■ **What you should do**
From the records below, please repeat exactly the line that has "Return one point per instance of the cloud", the line that has "Return one point per instance of the glacier", and every line between them, and nothing else.

■ **Input data**
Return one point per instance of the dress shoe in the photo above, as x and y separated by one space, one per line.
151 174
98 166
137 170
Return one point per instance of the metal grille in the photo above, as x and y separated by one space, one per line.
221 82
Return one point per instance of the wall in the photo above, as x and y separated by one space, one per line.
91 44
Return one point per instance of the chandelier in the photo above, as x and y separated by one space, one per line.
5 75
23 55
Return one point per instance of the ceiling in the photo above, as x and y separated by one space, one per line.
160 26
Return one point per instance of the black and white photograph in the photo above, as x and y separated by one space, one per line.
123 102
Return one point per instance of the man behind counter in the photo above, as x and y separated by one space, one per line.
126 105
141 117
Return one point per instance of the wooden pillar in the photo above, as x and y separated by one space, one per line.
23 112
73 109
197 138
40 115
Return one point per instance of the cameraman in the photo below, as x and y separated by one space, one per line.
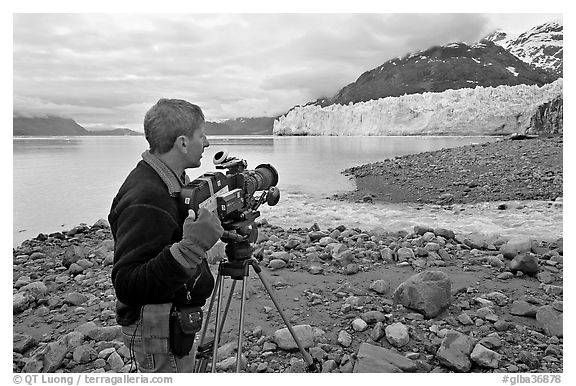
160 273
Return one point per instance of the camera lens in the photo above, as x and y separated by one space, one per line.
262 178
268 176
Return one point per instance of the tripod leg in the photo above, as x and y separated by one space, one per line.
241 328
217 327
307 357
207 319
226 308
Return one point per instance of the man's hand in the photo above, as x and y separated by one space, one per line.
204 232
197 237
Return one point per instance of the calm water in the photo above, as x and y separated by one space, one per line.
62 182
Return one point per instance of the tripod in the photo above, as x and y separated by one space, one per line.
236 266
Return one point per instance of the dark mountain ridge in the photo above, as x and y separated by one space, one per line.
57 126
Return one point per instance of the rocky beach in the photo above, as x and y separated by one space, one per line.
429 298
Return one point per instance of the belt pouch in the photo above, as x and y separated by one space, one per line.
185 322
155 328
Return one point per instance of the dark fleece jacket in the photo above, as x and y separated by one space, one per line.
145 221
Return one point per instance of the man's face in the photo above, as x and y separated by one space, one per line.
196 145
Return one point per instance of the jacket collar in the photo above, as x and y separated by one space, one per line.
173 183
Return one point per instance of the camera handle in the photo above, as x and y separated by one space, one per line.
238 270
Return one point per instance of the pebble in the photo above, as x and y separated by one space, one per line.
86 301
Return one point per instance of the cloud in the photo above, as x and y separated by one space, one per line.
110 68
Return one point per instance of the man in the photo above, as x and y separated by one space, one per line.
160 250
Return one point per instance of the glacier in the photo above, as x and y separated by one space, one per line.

---

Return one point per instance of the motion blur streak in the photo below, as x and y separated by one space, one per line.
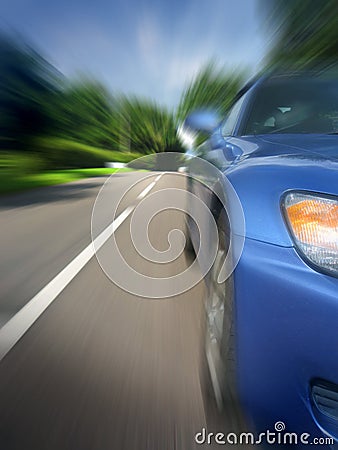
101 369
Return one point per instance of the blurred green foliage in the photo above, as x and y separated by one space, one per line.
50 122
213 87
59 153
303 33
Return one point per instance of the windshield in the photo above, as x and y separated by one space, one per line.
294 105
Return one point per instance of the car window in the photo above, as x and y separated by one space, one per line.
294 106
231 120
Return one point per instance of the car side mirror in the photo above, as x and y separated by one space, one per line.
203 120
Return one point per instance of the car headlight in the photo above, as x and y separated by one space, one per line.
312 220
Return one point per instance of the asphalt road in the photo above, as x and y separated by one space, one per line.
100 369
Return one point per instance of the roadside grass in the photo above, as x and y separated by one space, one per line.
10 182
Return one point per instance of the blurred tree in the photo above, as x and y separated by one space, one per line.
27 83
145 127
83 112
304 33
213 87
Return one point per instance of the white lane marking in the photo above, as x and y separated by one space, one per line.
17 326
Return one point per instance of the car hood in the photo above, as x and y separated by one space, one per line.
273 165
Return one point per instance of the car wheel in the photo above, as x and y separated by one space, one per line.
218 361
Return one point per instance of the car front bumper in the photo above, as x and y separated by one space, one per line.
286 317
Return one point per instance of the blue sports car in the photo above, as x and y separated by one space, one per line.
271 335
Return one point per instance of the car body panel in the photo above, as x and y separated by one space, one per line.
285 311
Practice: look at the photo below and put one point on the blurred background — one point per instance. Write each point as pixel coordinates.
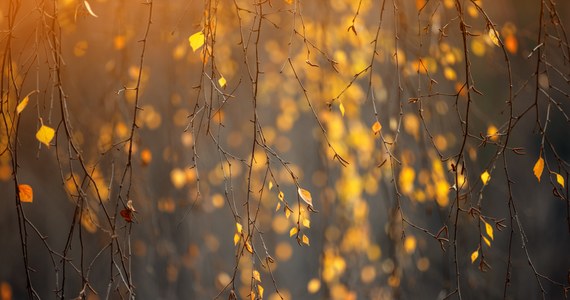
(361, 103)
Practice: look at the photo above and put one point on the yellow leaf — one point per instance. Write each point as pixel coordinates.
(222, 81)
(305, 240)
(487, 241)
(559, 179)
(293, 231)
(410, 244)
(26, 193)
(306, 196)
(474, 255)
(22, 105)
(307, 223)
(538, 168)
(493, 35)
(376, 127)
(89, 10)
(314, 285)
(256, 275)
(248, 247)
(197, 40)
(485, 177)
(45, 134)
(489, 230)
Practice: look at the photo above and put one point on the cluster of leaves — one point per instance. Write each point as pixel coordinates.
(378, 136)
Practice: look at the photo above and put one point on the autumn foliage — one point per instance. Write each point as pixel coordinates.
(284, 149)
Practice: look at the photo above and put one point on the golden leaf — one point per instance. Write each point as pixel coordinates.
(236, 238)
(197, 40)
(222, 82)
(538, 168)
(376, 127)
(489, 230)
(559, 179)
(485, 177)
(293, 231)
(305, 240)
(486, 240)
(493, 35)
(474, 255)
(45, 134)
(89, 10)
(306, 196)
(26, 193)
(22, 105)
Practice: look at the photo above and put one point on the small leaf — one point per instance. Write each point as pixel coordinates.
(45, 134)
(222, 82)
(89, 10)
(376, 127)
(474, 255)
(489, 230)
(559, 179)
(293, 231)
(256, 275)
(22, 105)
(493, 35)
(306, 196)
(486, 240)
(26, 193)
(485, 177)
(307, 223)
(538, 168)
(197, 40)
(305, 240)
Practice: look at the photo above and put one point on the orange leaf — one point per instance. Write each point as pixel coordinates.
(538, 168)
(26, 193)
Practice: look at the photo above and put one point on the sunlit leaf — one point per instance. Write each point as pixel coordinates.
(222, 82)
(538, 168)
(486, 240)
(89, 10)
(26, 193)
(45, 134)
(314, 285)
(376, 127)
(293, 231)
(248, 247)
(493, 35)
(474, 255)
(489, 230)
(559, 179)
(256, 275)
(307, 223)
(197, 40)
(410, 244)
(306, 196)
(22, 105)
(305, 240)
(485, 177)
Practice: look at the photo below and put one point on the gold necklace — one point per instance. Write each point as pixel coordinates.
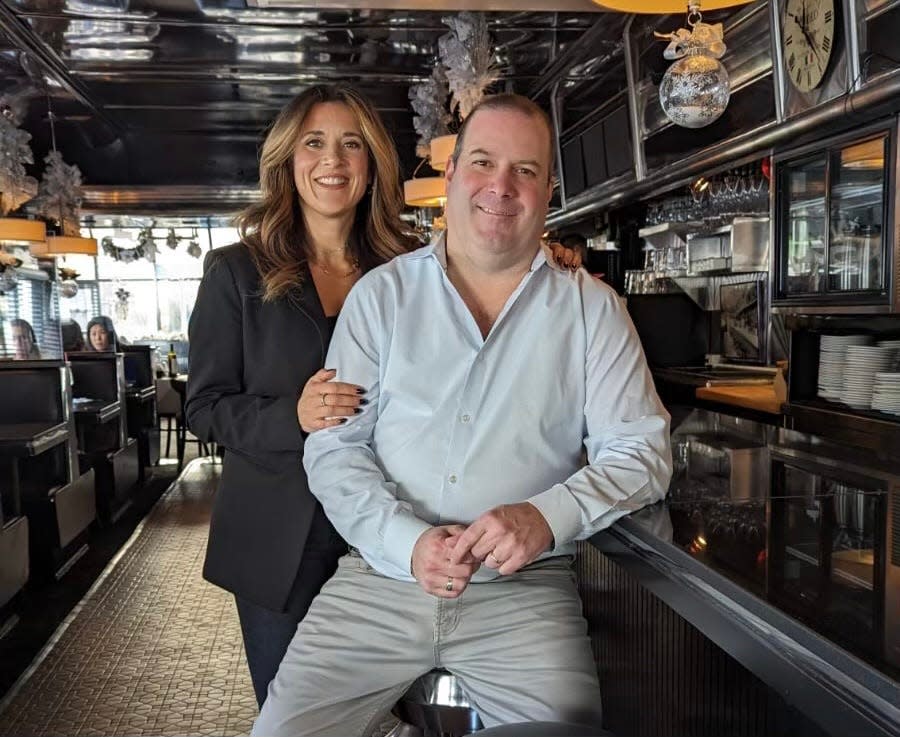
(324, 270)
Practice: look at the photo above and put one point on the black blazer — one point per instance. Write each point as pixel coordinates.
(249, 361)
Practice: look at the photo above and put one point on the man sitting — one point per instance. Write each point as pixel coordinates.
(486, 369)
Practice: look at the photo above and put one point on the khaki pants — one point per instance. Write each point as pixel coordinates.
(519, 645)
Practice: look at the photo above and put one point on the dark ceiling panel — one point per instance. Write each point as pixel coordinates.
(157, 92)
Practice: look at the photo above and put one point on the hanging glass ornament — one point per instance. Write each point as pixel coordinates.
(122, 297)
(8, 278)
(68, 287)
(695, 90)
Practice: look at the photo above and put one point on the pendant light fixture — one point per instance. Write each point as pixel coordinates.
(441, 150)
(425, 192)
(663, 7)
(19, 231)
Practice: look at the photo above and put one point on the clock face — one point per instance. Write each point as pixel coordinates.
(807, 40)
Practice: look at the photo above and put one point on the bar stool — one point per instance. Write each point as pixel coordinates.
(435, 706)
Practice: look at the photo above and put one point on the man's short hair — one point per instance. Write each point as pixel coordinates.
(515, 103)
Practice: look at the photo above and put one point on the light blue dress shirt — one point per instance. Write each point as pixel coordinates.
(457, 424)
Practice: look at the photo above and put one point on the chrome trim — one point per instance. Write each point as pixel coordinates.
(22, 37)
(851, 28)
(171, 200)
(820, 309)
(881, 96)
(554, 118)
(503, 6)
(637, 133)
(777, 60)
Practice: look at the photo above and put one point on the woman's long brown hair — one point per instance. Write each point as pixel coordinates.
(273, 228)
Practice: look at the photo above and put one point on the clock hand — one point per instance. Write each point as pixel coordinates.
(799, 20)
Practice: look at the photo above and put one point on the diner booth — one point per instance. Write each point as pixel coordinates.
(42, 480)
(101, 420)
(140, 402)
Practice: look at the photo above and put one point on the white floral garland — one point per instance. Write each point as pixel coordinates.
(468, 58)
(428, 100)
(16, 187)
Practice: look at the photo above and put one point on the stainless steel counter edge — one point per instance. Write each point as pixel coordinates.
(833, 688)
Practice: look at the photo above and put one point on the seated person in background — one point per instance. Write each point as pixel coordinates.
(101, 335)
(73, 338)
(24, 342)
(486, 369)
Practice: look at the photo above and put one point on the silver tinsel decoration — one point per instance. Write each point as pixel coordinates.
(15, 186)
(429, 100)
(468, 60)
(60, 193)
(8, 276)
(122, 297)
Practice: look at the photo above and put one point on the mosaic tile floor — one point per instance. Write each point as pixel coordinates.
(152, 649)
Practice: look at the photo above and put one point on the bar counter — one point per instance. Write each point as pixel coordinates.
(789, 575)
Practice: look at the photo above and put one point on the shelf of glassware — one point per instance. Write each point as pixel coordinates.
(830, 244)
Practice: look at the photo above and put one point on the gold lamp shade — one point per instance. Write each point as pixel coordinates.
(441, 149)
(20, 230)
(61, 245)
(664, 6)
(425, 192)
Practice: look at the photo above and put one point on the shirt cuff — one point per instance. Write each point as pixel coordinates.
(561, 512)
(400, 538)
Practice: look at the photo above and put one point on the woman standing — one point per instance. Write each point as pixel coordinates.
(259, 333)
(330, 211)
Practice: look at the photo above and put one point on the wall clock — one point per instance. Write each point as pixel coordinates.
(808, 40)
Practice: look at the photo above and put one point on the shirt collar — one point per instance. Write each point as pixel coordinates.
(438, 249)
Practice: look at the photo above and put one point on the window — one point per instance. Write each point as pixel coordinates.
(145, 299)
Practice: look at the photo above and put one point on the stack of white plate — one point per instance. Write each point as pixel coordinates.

==

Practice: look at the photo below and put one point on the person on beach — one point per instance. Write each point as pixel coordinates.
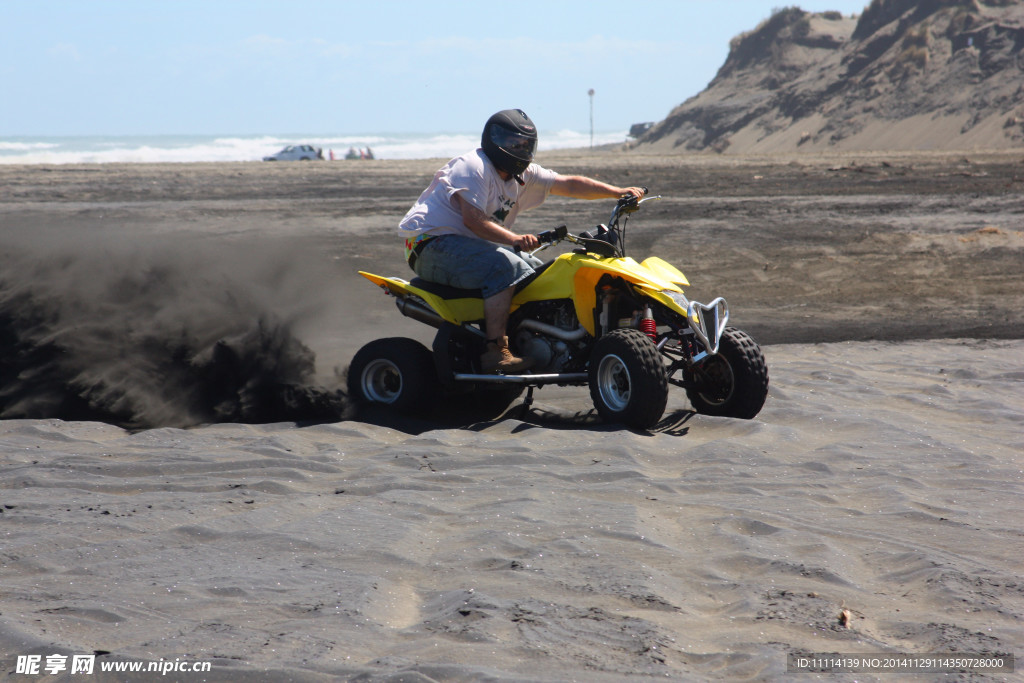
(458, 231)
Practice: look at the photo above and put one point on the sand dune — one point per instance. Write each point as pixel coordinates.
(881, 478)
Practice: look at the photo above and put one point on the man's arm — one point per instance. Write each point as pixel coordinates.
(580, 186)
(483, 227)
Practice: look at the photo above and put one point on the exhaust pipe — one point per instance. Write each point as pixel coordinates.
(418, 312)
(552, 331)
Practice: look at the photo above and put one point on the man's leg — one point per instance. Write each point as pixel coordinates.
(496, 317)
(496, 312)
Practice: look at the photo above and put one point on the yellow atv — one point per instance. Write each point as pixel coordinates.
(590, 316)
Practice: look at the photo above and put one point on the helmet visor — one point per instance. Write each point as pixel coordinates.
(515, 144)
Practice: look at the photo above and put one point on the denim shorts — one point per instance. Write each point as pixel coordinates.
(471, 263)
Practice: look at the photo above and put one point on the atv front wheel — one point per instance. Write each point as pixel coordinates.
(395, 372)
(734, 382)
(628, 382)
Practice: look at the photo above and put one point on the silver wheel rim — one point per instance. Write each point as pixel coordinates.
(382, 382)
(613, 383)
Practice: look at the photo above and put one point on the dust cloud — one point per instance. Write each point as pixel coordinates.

■ **Result for this exercise**
Return one point per instance of the cloud in the photo above, as x and y separated by one space, one per line.
110 68
Return one point per instance of the man in the photo above, as x and y separated by one space, one per line.
160 250
Return one point per instance of the glacier in the photo above, as x and y separated by one space, one per line.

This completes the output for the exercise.